[Referring expression pointing data]:
+===+
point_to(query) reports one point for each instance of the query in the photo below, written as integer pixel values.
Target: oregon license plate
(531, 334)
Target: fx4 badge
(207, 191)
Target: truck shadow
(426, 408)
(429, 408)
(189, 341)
+===+
Set the records above down again, exactly as they read.

[EXERCISE OUTPUT]:
point_to(query) reports one point for each instance of the query in the photo below, written as integer pixel values.
Target: oregon license plate
(531, 334)
Target: fx4 badge
(207, 191)
Target: truck shadow
(426, 408)
(429, 408)
(189, 341)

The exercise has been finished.